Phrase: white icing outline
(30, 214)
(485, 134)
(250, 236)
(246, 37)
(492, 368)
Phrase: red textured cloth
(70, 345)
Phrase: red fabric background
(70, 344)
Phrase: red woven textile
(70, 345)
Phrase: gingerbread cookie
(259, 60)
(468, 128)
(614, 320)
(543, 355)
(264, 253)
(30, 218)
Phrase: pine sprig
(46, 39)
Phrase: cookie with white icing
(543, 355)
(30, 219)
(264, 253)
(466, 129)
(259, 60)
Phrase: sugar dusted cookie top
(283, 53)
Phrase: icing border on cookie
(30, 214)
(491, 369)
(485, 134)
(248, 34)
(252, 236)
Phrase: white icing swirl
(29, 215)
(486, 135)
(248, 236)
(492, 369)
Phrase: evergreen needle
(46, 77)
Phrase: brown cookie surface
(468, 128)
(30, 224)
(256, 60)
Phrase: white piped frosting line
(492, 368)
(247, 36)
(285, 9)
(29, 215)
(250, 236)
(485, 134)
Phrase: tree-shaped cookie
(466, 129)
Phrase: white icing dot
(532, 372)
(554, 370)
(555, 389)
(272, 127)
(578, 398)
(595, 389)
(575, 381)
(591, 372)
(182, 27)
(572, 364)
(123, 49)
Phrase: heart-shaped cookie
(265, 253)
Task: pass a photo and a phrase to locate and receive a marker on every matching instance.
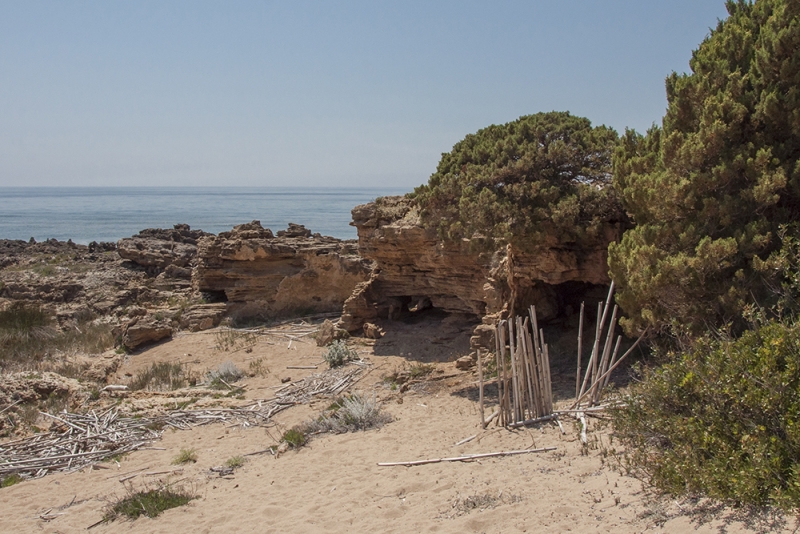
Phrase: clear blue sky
(183, 93)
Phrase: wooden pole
(504, 406)
(611, 362)
(480, 389)
(606, 352)
(580, 350)
(532, 378)
(611, 369)
(548, 379)
(592, 357)
(514, 377)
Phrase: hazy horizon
(313, 94)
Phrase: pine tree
(542, 177)
(709, 189)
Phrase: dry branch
(466, 457)
(82, 440)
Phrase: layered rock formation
(260, 275)
(415, 269)
(158, 249)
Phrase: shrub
(234, 462)
(147, 502)
(350, 414)
(161, 376)
(722, 419)
(185, 456)
(537, 178)
(28, 336)
(710, 187)
(339, 353)
(295, 437)
(224, 375)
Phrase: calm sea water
(86, 214)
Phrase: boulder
(373, 331)
(415, 270)
(258, 274)
(202, 316)
(156, 248)
(465, 363)
(140, 332)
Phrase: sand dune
(335, 485)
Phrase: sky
(314, 94)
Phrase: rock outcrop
(158, 249)
(415, 269)
(144, 331)
(260, 275)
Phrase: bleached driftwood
(81, 440)
(466, 457)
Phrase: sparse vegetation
(258, 368)
(185, 456)
(29, 336)
(338, 354)
(349, 414)
(147, 502)
(722, 419)
(224, 376)
(162, 376)
(235, 462)
(294, 437)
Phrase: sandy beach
(334, 483)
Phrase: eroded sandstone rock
(261, 275)
(142, 331)
(158, 248)
(415, 269)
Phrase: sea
(86, 214)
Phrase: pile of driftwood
(523, 373)
(76, 441)
(522, 362)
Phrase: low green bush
(721, 419)
(29, 335)
(147, 502)
(163, 376)
(339, 353)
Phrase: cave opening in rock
(560, 304)
(212, 297)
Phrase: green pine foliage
(541, 178)
(722, 419)
(709, 188)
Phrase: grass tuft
(185, 456)
(295, 437)
(28, 335)
(339, 353)
(226, 374)
(147, 502)
(234, 462)
(163, 376)
(350, 414)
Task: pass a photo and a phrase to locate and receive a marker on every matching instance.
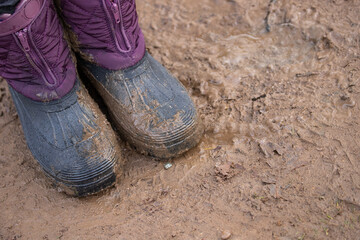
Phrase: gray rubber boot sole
(151, 109)
(71, 140)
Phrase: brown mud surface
(280, 157)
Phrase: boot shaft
(106, 31)
(34, 57)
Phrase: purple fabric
(45, 72)
(107, 31)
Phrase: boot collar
(25, 15)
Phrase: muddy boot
(151, 109)
(64, 129)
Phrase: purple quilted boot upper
(107, 31)
(34, 57)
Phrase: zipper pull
(22, 35)
(115, 10)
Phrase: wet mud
(277, 86)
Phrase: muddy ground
(278, 86)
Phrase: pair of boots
(64, 129)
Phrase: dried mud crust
(280, 157)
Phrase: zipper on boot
(34, 57)
(115, 19)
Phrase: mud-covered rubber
(151, 109)
(69, 141)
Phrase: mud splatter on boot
(150, 107)
(64, 130)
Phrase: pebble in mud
(226, 234)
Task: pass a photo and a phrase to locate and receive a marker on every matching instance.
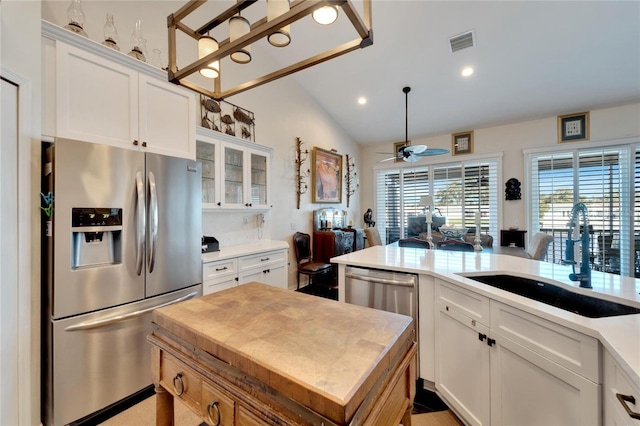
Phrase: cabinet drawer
(471, 304)
(181, 381)
(262, 259)
(222, 268)
(217, 407)
(569, 348)
(616, 381)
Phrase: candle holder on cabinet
(301, 157)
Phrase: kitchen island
(256, 354)
(592, 353)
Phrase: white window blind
(602, 179)
(459, 190)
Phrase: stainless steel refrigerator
(122, 238)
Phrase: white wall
(282, 112)
(20, 61)
(606, 124)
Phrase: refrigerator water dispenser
(96, 237)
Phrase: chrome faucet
(574, 226)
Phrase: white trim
(28, 354)
(571, 146)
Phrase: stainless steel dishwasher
(385, 290)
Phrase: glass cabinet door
(233, 176)
(258, 179)
(206, 154)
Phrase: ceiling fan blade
(432, 151)
(386, 159)
(416, 149)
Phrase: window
(458, 189)
(602, 179)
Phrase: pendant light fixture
(238, 27)
(325, 15)
(274, 25)
(276, 8)
(207, 45)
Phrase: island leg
(164, 407)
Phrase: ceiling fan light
(325, 15)
(206, 46)
(275, 9)
(238, 27)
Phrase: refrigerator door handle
(141, 222)
(153, 221)
(103, 322)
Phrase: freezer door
(174, 224)
(94, 267)
(100, 358)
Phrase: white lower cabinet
(519, 370)
(621, 395)
(266, 267)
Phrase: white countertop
(244, 250)
(620, 335)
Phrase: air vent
(462, 41)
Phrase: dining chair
(304, 258)
(373, 236)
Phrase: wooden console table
(260, 355)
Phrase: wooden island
(256, 354)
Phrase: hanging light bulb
(276, 8)
(325, 15)
(76, 18)
(206, 46)
(238, 27)
(110, 33)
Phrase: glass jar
(110, 33)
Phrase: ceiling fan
(407, 152)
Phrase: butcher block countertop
(325, 355)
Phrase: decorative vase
(139, 43)
(76, 18)
(110, 33)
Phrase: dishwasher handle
(411, 282)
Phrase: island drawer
(217, 406)
(473, 305)
(181, 381)
(221, 268)
(262, 259)
(571, 349)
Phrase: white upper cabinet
(104, 96)
(235, 173)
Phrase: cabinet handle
(628, 398)
(213, 406)
(178, 384)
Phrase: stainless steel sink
(554, 295)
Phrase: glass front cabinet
(235, 173)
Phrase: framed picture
(396, 148)
(573, 127)
(462, 143)
(326, 176)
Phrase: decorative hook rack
(351, 178)
(301, 157)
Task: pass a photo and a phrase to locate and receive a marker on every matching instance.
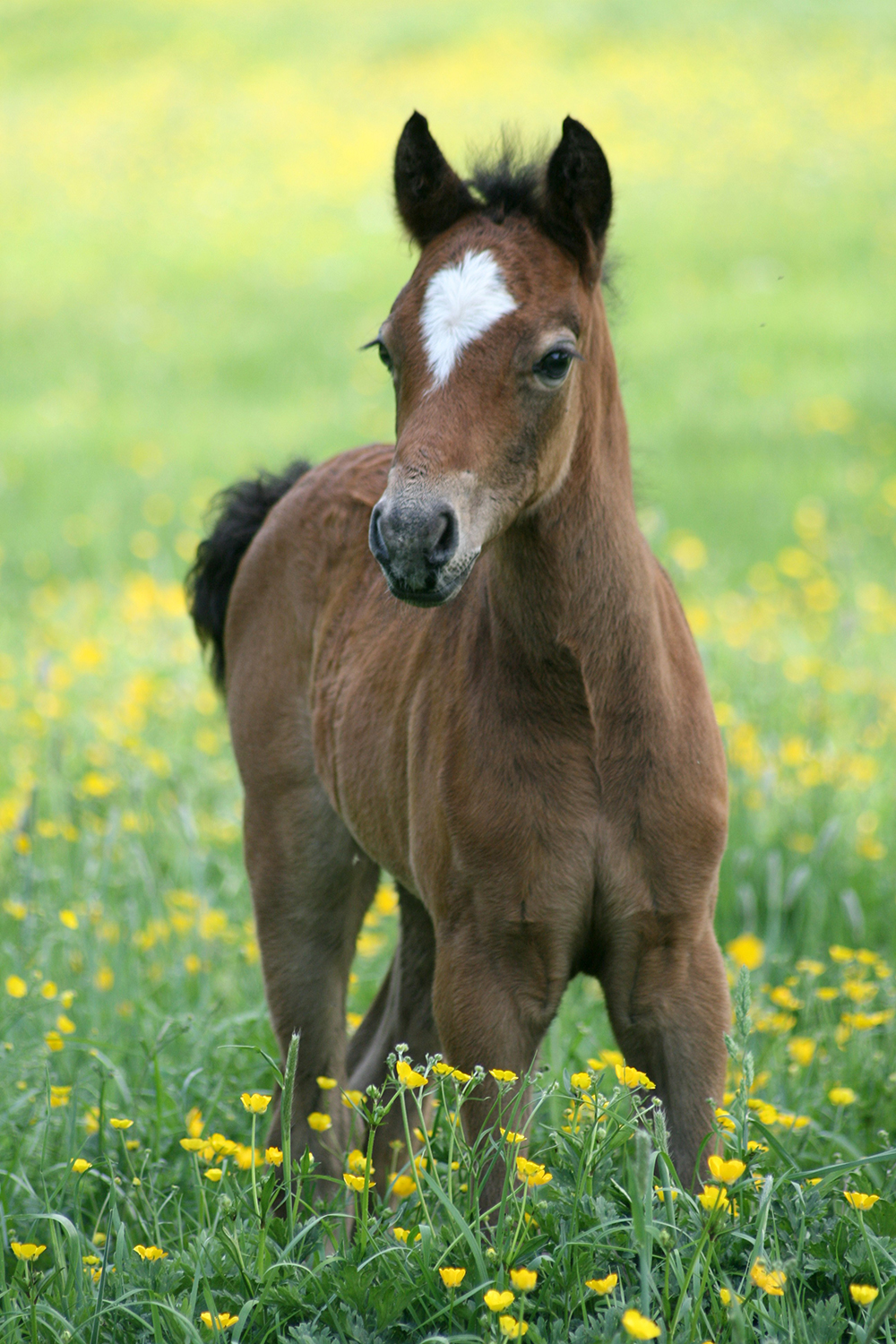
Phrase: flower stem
(254, 1185)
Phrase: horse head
(490, 346)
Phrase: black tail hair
(241, 511)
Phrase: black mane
(512, 185)
(509, 185)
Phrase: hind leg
(311, 887)
(402, 1012)
(669, 1008)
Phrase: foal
(501, 704)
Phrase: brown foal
(514, 723)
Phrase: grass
(198, 239)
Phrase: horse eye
(554, 367)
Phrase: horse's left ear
(579, 198)
(429, 194)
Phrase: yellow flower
(633, 1077)
(713, 1196)
(257, 1104)
(770, 1281)
(452, 1277)
(511, 1328)
(802, 1050)
(747, 951)
(858, 1199)
(727, 1171)
(640, 1327)
(532, 1172)
(602, 1285)
(29, 1252)
(408, 1077)
(497, 1301)
(524, 1279)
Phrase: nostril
(375, 537)
(446, 538)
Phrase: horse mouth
(440, 589)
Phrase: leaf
(882, 1219)
(826, 1322)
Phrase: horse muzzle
(417, 545)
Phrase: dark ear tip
(416, 125)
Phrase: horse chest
(450, 780)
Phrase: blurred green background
(199, 234)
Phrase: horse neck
(575, 577)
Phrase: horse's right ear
(429, 194)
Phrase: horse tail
(241, 511)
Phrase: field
(198, 237)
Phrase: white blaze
(461, 303)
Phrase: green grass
(198, 238)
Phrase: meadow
(198, 238)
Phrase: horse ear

-------------------------

What you are asked to do: Please output, exactly, the lines of the listing from the one containing "Phrase: horse neck" through the last, inclusive, and no other lines.

Answer:
Phrase: horse neck
(575, 577)
Phrase: horse's right ear
(429, 194)
Phrase: horse tail
(241, 511)
Phrase: field
(198, 237)
Phrase: white blaze
(461, 303)
Phrase: green grass
(198, 238)
Phrase: meadow
(198, 238)
Phrase: horse ear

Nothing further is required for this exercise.